* What the exercise asks
Reproduce the records below exactly as given.
Exercise data section start
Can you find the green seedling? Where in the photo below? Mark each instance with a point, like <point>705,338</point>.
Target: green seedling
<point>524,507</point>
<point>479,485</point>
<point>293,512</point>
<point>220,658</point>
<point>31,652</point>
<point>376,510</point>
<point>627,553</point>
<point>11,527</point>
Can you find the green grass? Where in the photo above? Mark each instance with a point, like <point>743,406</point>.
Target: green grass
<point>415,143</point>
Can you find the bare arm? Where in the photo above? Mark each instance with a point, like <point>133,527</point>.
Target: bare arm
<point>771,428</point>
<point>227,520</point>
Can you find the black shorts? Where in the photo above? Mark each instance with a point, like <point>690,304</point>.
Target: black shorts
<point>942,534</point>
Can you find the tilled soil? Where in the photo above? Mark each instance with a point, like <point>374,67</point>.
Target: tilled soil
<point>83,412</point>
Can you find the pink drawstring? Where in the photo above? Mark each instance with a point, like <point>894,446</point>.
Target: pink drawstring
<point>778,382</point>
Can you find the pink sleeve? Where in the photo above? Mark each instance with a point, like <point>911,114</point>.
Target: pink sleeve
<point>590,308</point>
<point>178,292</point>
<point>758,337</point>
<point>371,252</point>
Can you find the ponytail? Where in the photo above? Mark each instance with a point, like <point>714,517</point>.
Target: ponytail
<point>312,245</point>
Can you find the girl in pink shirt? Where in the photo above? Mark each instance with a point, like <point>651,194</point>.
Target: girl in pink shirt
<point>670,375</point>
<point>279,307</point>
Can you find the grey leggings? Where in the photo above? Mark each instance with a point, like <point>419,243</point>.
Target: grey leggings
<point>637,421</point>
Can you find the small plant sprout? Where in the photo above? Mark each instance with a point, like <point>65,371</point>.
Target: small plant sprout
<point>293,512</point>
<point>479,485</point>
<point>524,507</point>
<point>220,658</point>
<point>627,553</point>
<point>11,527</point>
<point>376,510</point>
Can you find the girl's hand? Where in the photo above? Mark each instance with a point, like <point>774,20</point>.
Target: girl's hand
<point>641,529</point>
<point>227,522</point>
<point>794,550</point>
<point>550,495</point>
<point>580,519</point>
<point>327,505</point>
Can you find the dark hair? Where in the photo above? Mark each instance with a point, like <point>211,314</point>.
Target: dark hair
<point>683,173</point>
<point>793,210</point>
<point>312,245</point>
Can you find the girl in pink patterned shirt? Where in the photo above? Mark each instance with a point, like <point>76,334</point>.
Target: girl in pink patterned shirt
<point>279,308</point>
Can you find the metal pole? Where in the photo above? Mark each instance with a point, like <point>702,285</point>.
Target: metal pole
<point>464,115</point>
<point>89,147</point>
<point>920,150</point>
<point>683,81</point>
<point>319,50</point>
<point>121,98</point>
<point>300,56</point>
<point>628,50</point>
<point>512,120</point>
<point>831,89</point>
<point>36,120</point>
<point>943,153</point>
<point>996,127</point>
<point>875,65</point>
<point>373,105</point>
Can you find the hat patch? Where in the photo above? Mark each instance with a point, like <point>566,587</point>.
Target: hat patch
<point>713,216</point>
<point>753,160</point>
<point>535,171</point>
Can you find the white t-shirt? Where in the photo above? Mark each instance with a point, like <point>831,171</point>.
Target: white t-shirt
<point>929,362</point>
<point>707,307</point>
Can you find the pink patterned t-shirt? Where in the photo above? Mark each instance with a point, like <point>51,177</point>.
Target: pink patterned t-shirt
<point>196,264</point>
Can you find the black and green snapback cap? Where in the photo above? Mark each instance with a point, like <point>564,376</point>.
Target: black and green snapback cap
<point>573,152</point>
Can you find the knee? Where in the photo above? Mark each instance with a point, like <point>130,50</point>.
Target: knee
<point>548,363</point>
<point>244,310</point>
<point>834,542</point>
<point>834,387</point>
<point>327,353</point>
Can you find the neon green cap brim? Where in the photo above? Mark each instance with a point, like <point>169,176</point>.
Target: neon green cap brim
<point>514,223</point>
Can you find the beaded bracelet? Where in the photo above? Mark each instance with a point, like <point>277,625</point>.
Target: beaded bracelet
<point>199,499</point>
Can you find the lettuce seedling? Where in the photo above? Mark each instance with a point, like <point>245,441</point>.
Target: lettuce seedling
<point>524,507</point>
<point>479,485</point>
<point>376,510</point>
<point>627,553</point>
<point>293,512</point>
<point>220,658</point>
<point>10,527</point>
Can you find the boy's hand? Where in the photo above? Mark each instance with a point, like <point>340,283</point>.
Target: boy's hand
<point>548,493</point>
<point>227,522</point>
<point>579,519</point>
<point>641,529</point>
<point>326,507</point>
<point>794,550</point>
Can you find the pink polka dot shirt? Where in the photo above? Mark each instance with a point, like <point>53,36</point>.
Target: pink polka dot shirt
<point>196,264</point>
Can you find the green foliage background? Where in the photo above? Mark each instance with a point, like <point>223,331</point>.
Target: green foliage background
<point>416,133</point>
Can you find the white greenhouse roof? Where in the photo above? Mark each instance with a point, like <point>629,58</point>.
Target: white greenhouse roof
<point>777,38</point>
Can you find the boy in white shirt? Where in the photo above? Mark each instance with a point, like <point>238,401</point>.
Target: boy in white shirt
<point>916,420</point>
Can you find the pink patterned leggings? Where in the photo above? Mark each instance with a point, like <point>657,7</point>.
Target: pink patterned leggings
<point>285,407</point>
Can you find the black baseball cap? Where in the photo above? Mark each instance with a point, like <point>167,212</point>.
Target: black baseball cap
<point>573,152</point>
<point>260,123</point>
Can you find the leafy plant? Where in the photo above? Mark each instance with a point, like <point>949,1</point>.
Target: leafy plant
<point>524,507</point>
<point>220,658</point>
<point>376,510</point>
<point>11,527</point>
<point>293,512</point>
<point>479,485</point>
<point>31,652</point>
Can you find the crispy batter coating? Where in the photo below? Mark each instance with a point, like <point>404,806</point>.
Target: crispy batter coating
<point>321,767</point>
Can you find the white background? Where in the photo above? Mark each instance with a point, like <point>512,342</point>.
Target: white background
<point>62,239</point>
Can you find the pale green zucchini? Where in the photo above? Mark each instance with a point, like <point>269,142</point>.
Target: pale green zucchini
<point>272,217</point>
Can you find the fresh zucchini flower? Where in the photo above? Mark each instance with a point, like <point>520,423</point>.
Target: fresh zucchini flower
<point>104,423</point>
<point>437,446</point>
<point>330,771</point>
Exercise data section end
* Your response
Can you find the green seedling? Where in the photo below? Mark each instance with a point, like <point>705,338</point>.
Target: green seedling
<point>524,507</point>
<point>479,485</point>
<point>293,512</point>
<point>220,658</point>
<point>31,652</point>
<point>376,510</point>
<point>627,553</point>
<point>11,527</point>
Can you find the green grass? Where in the photo above? Mark each instance with a point, like <point>743,406</point>.
Target: green grass
<point>415,143</point>
Can you find the bare arm? Where in the photo above? Mark each instance with a point, like <point>133,527</point>.
Target: bare arm
<point>771,428</point>
<point>227,520</point>
Can you find the black shorts? Where in the photo above? Mark each instance with a point, like <point>690,304</point>.
Target: black shorts
<point>942,534</point>
Can you find the tilled soil? Where in the photo above? Mark each instance with a point, like <point>374,67</point>.
Target: tilled soil
<point>83,412</point>
Can you find the pink drawstring? Where in the photo above? Mark each instance with a point, like <point>894,446</point>.
Target: pink drawstring
<point>778,382</point>
Can you find the pink sleeve? Where in the photo above? Mark each instance with a point, like <point>911,114</point>.
Target: pink sleeve
<point>590,308</point>
<point>178,292</point>
<point>758,337</point>
<point>371,252</point>
Can you find the ponytail? Where in the photo above? Mark each instance with a point, like <point>714,517</point>.
Target: ponytail
<point>312,245</point>
Can you find the girl in pink shirt? Where in the photo above? Mark each instance with a point, like <point>651,194</point>.
Target: girl in pink shirt
<point>670,375</point>
<point>279,307</point>
Can you find the grey leggings? Where in the photo above? Mark each instance with a point, like <point>419,243</point>.
Target: grey leggings
<point>637,421</point>
Can you find the small plant sprout? Where in the photo above? Mark each instance with a point, like <point>65,371</point>.
Target: small plant sprout
<point>293,512</point>
<point>479,485</point>
<point>524,507</point>
<point>220,658</point>
<point>627,553</point>
<point>11,527</point>
<point>376,510</point>
Can you find the girl's hand? Where in the photo above? Mark each instance with a point, like <point>774,20</point>.
Target: girl's hand
<point>641,529</point>
<point>227,522</point>
<point>794,550</point>
<point>550,495</point>
<point>580,519</point>
<point>327,505</point>
Can you find the dark hair? Where in the photo above? Mark each instance with a point, like <point>211,314</point>.
Target: dark hair
<point>683,173</point>
<point>793,210</point>
<point>312,245</point>
Can you find the girl in pink patterned shirt? Where in the photo above? Mark each instance with a point, like <point>76,334</point>.
Target: girl in pink patterned shirt
<point>279,308</point>
Can you find the metal pole? Where in the photo above? Mark each instance with a point, like <point>702,285</point>.
Target: metal pole
<point>464,115</point>
<point>89,147</point>
<point>920,150</point>
<point>683,81</point>
<point>319,50</point>
<point>121,98</point>
<point>300,56</point>
<point>628,50</point>
<point>512,120</point>
<point>831,89</point>
<point>36,120</point>
<point>943,153</point>
<point>996,127</point>
<point>875,65</point>
<point>373,105</point>
Can you find the hat patch? Where in the photo above? Mark each instance with a point, like <point>566,587</point>.
Target: hat patch
<point>713,216</point>
<point>753,160</point>
<point>535,171</point>
Can you find the white t-shirt? Where in the photo above? Mark each instance with a point, like <point>831,171</point>.
Target: white t-shirt
<point>929,362</point>
<point>707,307</point>
Can you find the pink patterned t-shirt? Where in the photo above? Mark each instance with a point, like <point>51,177</point>.
Target: pink patterned t-shirt
<point>196,264</point>
Can you find the black and green snapback cap? Where in the photo above? Mark each instance with a point, like <point>564,376</point>.
Target: black and green snapback cap
<point>573,152</point>
Can you find the knee? Where in the photo above? Mark each instance with a point, like <point>130,50</point>.
Target: knee
<point>548,363</point>
<point>244,310</point>
<point>834,542</point>
<point>834,387</point>
<point>327,353</point>
Can you find the neon green cap brim? Where in the photo above? Mark each instance with a point, like <point>169,176</point>.
Target: neon green cap brim
<point>514,223</point>
Can you find the beaded bracelet? Where in the photo above? Mark each instance with a point, like <point>277,625</point>.
Target: beaded bracelet
<point>199,499</point>
Can you find the lettuce seedling? Where in the photo above? Mark each instance with a point, like <point>245,441</point>.
Target: lettuce seedling
<point>524,507</point>
<point>479,485</point>
<point>376,510</point>
<point>627,553</point>
<point>293,512</point>
<point>220,658</point>
<point>10,527</point>
Can you find the boy's hand? Where in the photo above? Mark each instance with a point, like <point>340,283</point>.
Target: boy's hand
<point>548,493</point>
<point>227,522</point>
<point>579,519</point>
<point>641,529</point>
<point>326,507</point>
<point>794,550</point>
Can you find the pink polka dot shirt? Where in the photo above? Mark each instance with a point, like <point>53,36</point>.
Target: pink polka dot shirt
<point>196,264</point>
Can you find the green foliage background? Where in the photo above? Mark each instance with a point, like <point>223,331</point>.
Target: green foliage background
<point>416,133</point>
Can you find the white greenhouse roof? Where in the photo above? Mark each instance with a point, like <point>629,58</point>.
Target: white greenhouse roof
<point>777,38</point>
Can you find the boy in white shirt? Where in the photo above? Mark each instance with a point, like <point>238,401</point>.
Target: boy in white shirt
<point>916,420</point>
Can you find the pink patterned leggings? Where in the photo above? Mark each instance with a point, like <point>657,7</point>.
Target: pink patterned leggings
<point>285,407</point>
Can you find the black baseball cap? Where in the photo above? Mark each instance with a point, like <point>167,212</point>.
Target: black baseball cap
<point>573,152</point>
<point>260,123</point>
Can you find the leafy plant? Where in the photo above? Mark each instance with a point, like <point>949,1</point>.
Target: leafy plant
<point>524,507</point>
<point>220,658</point>
<point>376,510</point>
<point>11,527</point>
<point>293,512</point>
<point>479,485</point>
<point>31,652</point>
Can you find the crispy batter coating? Where in the photo below? Mark each instance with a point, like <point>404,806</point>.
Target: crispy batter coating
<point>321,767</point>
Can you find the white background? Where in the photo above? Mark each instance with a point, like <point>512,342</point>.
Target: white background
<point>62,239</point>
Can you find the pale green zucchini? Where in the photo above? Mark each instance with a point, like <point>269,142</point>.
Target: pale green zucchini
<point>272,217</point>
Can you find the fresh zucchini flower? Where in the photo above? Mark each instance with a point, like <point>520,423</point>.
Target: fresh zucchini flower
<point>104,423</point>
<point>437,446</point>
<point>330,771</point>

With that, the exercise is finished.